Data provided
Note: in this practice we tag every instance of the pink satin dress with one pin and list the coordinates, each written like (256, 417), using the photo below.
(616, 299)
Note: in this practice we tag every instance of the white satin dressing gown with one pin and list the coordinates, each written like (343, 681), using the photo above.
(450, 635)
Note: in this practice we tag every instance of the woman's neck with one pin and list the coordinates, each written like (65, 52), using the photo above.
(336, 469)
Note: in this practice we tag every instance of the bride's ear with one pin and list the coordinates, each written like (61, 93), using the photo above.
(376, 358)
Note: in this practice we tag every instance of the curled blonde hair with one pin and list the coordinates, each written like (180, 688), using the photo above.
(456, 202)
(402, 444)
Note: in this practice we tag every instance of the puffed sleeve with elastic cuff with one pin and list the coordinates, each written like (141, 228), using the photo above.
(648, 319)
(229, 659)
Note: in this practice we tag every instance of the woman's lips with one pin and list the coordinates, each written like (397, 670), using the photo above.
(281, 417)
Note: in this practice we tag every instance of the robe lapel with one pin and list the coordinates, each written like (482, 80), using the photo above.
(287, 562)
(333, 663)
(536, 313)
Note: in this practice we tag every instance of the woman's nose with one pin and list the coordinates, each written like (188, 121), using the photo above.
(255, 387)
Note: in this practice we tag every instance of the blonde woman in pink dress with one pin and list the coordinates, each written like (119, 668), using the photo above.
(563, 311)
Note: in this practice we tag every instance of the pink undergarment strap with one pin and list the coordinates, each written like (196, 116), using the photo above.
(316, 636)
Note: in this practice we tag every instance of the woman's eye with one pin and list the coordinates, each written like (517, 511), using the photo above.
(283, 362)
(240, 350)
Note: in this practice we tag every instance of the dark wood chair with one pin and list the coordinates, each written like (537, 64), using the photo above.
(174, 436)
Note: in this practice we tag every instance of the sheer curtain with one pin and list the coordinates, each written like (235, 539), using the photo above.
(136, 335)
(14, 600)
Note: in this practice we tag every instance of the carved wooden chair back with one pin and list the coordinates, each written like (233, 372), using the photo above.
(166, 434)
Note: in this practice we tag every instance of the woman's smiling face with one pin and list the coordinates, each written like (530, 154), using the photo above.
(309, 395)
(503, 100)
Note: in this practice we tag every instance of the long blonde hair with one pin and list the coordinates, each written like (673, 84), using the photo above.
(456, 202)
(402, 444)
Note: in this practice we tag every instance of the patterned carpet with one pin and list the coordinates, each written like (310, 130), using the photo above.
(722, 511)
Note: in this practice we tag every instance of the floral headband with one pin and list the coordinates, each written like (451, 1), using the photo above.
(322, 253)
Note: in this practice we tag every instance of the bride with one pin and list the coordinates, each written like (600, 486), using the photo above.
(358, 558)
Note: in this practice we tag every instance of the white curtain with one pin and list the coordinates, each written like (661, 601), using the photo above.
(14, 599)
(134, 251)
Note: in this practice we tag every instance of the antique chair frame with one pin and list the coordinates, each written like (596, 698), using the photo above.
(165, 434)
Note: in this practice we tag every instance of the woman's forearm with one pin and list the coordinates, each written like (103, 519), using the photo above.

Stated task
Can you return every one of the records above word for word, unchanged and in the same order?

Final result
Note: in this practice we tag every instance of the pink satin dress with one pin and list the coordinates, each written like (256, 417), using the photo below.
(616, 299)
Note: in this practice we tag every instance of the white satin dressing gown with one pin and list the coordinates, each written like (343, 681), using the photo above.
(450, 635)
Note: in this practice we tag every instance of the woman's neck with one pin and list the coordinates, each written like (65, 52), using the photo above.
(336, 469)
Note: in this practice we tag every instance of the bride's ear with one pin and list the coordinates, each written like (61, 93), using the photo above.
(376, 358)
Note: in this practice we tag every instance of the curled blonde hair with one pin and list the coordinates, each written like (180, 688), using the photo above.
(456, 202)
(402, 444)
Note: in this practice we tag every instance of the puffed sleeve with elastic cuff with one pin and list the coordinates, each written like (141, 228), using the photo above.
(648, 319)
(229, 659)
Note: in this practice we tag every instance of the woman's lips with one pin and list the coordinates, each written like (397, 670), using the photo above.
(281, 417)
Note: in this practice we tag every instance of the robe lapel with one pin and list the coordinates, each written like (482, 80), using the photo above.
(287, 562)
(333, 663)
(536, 313)
Note: in this practice we tag every instance of the woman's nose with one pin and list the coordinates, each written like (188, 121), using the photo above.
(255, 387)
Note: in this practice we tag every instance of the blonde woman in pink dress with one pin and list the coordinates, each written like (119, 668), using the photo above.
(563, 311)
Note: in this practice we tag every instance of the pink undergarment strap with one pin and list the coordinates, each written like (196, 116), using the photo above.
(316, 636)
Note: in this practice we tag every instance of the woman's eye with one pin and list the coordinates, each written like (517, 511), using the photo above.
(283, 362)
(240, 350)
Note: in this practice we tag every instance of the dark wood chair with one pin and list the coordinates, each written like (537, 64), using the photo above.
(174, 436)
Note: in this practice we tag every instance of the sheer curtain with one pin and list the coordinates, each written like (235, 539), using the photo above.
(136, 335)
(14, 600)
Note: in this practice we tag every instance of the carved wooden chair back with one pin and list the coordinates, each written like (233, 372), using the photo above.
(166, 434)
Note: in this practice we tag every instance of the woman's smiling face with one pin and list the coordinates, each written like (530, 154), using the photo above.
(309, 395)
(503, 100)
Note: in this practice we tag every instance of the long blonde hair with one pin and list the coordinates, each written like (673, 84), using the photo above.
(456, 202)
(402, 444)
Note: in this practice we tag every instance of the patterned carpet with one pin and list the coordinates, each written like (310, 130), using the photo above.
(722, 511)
Note: in this practice we tag every instance of the floral headband with one pin and list the coordinates, each written like (451, 1), using the photo above.
(322, 253)
Note: in this practice we tag every instance of the bride with one pin and list the coordinates, each written like (600, 486), using the photo above.
(358, 558)
Note: in this practice we tag every instance of the white curtain with one pin and list the coordinates, each written like (661, 601), using the photo above.
(14, 599)
(134, 251)
Note: in this practice we tag every instance of the antique chair frame with one pin and list the coordinates, each written like (596, 698), using the photo above.
(165, 434)
Note: in this practice we tag every instance of the woman's forearm with one pin and list the coordinates, each written like (103, 519), using the photo above.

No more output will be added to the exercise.